[YOUR INSTRUCTIONS]:
Where a line of the data holds the word "door", copy that line.

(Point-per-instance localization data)
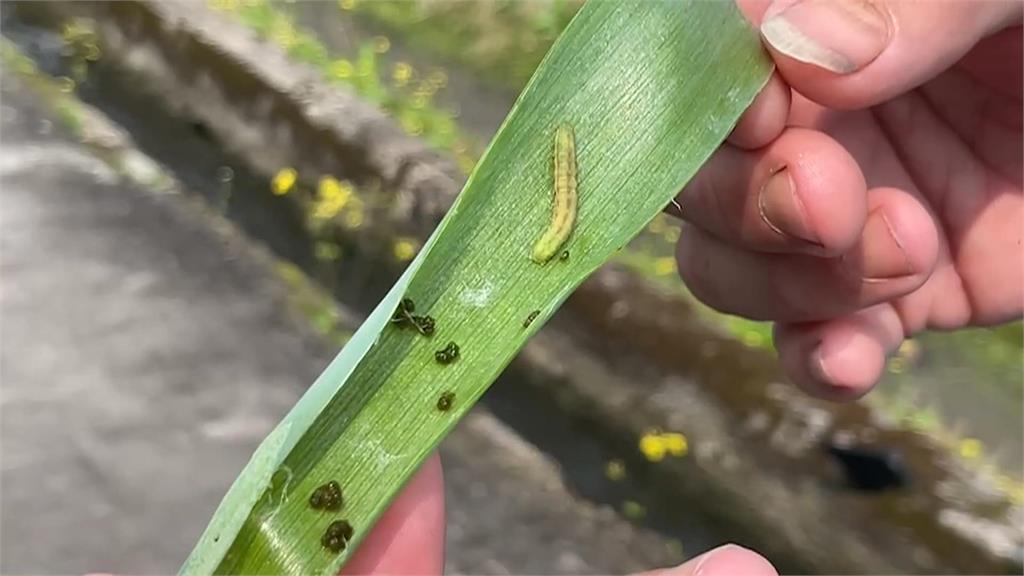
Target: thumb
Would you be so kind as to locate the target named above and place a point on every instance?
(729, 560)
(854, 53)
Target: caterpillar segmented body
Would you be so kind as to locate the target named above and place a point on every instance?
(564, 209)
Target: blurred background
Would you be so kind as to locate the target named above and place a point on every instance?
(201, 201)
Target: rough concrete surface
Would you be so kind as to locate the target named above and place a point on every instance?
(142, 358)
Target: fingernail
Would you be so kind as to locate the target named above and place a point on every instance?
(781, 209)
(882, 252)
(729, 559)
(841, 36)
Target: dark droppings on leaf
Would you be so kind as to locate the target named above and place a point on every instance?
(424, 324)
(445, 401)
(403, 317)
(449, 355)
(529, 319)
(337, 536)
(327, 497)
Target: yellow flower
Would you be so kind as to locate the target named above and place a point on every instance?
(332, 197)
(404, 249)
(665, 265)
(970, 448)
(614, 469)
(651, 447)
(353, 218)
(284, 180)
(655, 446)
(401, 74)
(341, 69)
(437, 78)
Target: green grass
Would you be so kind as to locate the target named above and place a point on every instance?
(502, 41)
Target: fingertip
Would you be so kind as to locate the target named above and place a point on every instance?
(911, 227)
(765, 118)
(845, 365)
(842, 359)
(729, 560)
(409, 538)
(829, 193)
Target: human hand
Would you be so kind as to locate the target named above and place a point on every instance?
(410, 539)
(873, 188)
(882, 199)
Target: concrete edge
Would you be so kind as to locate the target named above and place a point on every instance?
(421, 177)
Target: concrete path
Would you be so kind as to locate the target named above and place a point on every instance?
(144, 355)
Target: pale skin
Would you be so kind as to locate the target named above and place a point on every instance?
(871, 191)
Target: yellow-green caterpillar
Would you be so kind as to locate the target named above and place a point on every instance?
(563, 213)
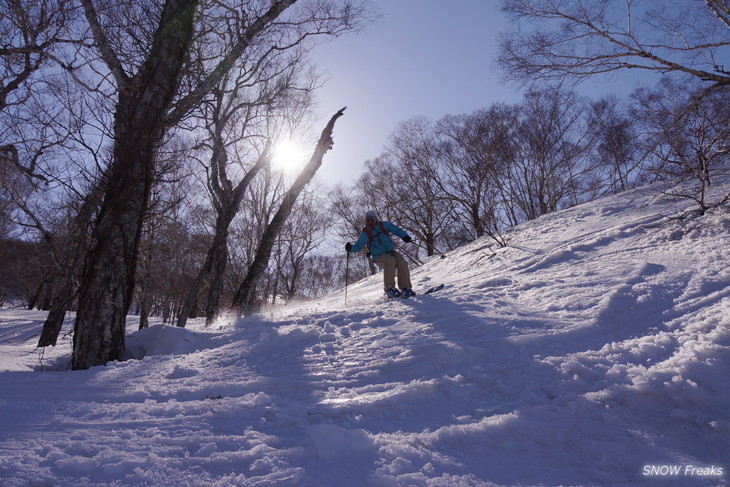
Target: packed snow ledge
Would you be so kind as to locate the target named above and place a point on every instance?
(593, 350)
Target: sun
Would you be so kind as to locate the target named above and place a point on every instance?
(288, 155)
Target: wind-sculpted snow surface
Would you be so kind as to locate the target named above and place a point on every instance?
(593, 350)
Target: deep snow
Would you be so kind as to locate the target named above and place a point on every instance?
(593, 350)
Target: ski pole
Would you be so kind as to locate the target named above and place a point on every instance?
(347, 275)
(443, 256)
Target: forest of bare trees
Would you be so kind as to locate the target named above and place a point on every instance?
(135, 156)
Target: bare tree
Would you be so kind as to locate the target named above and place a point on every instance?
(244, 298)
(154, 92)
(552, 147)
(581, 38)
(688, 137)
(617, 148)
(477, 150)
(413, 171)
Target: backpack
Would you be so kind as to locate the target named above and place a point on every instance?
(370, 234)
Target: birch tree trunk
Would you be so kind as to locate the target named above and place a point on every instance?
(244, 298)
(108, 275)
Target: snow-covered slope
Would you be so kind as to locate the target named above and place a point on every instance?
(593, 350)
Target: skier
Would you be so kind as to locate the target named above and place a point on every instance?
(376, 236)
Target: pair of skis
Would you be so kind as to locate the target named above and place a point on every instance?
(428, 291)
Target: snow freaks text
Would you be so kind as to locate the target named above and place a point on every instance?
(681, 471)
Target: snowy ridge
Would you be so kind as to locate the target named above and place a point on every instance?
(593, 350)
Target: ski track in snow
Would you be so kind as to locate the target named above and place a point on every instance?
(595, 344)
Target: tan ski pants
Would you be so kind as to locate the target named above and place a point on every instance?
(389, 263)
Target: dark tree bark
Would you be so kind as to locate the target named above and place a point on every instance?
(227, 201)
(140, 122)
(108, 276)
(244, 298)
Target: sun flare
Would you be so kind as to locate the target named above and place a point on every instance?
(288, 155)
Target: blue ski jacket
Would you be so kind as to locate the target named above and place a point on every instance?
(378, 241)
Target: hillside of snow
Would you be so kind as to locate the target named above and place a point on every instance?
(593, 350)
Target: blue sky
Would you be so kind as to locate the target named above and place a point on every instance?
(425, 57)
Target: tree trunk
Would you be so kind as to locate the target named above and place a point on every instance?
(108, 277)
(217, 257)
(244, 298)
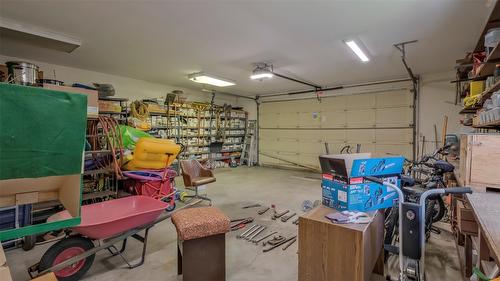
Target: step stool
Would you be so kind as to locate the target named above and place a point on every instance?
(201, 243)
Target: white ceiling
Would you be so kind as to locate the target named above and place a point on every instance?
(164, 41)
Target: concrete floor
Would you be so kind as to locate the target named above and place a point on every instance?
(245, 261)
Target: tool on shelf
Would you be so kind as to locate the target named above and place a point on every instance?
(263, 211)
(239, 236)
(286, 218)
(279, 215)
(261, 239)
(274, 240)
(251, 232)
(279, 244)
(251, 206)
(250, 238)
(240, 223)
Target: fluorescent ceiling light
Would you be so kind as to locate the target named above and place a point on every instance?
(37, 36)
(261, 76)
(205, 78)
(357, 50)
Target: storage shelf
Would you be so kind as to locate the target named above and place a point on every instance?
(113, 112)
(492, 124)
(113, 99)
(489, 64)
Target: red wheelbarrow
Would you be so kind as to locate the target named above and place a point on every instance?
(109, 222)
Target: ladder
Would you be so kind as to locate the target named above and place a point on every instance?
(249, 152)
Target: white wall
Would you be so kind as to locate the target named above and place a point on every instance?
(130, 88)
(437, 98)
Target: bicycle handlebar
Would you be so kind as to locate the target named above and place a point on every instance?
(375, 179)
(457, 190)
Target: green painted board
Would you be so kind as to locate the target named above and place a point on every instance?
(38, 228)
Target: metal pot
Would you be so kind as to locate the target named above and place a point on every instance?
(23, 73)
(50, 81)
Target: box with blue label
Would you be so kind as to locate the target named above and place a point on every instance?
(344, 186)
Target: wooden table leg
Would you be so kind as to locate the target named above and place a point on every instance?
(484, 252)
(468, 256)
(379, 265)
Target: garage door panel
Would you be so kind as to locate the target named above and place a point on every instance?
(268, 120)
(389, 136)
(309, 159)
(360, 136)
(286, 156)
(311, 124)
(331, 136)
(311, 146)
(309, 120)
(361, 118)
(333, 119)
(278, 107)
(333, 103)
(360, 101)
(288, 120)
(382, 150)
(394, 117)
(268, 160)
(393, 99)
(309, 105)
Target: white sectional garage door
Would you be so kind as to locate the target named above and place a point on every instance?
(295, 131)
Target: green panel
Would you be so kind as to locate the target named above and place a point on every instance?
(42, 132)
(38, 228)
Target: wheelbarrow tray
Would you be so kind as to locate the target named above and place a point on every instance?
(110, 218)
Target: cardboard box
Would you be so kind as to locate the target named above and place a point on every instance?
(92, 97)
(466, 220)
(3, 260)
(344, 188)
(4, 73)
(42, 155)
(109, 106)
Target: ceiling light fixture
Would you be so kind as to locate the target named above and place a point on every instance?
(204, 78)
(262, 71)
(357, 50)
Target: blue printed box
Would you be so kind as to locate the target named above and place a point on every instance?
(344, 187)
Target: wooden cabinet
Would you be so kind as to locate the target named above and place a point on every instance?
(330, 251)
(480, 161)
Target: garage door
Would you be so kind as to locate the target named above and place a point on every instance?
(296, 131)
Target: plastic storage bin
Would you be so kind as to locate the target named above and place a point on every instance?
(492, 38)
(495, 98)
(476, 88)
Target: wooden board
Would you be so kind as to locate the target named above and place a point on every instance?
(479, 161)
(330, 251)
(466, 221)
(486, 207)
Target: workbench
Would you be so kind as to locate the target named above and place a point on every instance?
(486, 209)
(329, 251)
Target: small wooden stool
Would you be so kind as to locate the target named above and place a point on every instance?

* * *

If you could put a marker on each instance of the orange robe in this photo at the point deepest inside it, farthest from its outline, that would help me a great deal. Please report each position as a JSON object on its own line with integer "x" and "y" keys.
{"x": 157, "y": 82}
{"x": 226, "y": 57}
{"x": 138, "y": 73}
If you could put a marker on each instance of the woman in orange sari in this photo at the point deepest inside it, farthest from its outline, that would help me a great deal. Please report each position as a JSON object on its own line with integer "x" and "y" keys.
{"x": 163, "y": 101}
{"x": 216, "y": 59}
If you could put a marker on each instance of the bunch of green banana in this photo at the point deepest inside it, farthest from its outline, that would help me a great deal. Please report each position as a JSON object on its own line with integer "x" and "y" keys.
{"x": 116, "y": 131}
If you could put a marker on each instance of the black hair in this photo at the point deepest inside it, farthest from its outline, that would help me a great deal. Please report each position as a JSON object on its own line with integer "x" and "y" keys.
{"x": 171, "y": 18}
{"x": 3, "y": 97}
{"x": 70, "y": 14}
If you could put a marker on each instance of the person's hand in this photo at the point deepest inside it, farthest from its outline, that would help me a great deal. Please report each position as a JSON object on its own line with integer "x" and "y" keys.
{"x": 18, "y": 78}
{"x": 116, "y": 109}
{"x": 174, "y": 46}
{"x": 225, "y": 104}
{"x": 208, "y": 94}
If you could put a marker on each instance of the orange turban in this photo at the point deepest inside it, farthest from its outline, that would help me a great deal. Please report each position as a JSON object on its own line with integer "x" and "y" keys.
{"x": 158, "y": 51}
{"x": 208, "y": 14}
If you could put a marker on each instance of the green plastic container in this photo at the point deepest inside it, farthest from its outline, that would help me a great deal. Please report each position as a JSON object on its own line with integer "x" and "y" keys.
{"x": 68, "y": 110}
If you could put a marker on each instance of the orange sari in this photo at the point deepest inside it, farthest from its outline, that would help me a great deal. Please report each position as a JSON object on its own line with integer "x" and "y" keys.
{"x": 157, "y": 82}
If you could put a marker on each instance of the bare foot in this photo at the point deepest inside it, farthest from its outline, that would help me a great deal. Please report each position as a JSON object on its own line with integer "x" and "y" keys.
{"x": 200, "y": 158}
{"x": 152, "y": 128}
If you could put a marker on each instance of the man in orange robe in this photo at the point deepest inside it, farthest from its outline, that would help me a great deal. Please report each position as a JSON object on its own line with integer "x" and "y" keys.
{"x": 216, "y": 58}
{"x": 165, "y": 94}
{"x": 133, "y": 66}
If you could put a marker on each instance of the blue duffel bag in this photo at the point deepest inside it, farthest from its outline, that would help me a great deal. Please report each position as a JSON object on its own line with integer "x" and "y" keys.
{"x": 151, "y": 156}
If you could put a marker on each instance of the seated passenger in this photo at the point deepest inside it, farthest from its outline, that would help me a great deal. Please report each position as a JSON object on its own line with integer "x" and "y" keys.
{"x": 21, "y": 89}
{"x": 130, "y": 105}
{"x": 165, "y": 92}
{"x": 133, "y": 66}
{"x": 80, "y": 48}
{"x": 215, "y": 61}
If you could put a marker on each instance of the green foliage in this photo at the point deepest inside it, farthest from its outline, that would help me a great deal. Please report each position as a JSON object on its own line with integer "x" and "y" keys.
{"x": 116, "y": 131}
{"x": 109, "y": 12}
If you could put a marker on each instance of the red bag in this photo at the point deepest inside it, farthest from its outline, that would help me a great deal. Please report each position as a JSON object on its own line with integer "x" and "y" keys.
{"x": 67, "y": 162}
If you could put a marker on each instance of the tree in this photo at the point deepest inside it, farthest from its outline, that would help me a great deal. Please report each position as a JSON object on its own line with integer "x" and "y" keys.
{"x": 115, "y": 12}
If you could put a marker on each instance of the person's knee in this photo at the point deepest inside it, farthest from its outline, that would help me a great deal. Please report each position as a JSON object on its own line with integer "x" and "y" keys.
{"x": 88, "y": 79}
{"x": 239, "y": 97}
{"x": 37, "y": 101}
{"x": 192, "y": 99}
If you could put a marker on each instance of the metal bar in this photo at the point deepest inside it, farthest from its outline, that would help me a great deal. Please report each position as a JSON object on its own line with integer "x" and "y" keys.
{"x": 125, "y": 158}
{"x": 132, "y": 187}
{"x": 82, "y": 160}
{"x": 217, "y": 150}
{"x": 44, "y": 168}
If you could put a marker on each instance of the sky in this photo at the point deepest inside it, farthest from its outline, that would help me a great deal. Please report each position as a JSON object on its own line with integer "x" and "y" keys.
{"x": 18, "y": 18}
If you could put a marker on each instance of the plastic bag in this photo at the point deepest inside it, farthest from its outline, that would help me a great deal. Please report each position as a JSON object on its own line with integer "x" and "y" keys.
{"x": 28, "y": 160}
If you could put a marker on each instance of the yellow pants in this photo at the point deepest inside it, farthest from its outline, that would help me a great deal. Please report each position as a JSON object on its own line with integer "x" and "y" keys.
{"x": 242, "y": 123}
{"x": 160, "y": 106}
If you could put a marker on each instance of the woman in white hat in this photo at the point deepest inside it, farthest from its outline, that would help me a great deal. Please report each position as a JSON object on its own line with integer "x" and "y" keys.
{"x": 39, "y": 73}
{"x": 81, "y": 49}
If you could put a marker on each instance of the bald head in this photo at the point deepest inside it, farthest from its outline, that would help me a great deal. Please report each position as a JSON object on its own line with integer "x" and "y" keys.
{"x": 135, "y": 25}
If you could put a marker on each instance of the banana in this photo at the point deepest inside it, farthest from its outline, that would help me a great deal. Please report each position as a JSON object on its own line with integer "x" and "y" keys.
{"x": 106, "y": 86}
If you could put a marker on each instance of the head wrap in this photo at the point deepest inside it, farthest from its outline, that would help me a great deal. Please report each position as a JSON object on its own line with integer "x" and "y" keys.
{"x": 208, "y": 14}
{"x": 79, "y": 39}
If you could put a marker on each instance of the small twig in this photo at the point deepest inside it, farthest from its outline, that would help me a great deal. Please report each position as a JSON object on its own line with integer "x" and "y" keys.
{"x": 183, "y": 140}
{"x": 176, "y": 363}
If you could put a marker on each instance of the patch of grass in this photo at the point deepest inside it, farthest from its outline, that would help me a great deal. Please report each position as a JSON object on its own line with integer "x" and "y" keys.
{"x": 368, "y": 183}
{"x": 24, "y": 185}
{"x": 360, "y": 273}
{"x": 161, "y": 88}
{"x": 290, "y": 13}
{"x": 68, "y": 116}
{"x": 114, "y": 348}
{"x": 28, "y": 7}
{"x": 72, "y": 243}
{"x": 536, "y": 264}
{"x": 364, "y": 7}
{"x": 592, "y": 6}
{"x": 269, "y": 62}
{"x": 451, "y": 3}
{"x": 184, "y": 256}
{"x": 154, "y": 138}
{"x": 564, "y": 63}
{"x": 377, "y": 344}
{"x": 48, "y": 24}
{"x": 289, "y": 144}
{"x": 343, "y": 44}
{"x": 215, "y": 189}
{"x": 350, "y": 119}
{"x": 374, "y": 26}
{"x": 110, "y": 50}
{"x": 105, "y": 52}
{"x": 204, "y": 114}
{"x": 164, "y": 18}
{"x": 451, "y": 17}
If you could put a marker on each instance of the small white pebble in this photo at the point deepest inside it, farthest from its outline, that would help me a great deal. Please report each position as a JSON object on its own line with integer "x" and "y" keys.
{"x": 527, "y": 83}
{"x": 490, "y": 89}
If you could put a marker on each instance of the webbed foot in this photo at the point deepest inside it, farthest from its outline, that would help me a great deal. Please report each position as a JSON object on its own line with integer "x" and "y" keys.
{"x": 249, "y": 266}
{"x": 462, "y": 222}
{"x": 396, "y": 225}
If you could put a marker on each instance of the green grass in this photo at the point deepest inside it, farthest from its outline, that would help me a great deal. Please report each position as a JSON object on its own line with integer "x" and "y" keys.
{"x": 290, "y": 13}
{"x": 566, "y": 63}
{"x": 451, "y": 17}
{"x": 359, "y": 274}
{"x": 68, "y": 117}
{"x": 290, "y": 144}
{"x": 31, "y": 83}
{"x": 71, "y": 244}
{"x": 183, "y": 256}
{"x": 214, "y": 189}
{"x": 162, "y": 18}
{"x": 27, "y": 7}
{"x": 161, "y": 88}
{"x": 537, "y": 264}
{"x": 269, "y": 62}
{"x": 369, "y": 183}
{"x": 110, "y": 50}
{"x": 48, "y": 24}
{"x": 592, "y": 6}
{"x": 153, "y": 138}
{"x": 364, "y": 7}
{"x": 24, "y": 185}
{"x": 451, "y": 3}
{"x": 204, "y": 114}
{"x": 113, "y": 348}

[OUTPUT FOR THIS TASK]:
Target: garage door panel
Target: white sectional garage door
Target: garage door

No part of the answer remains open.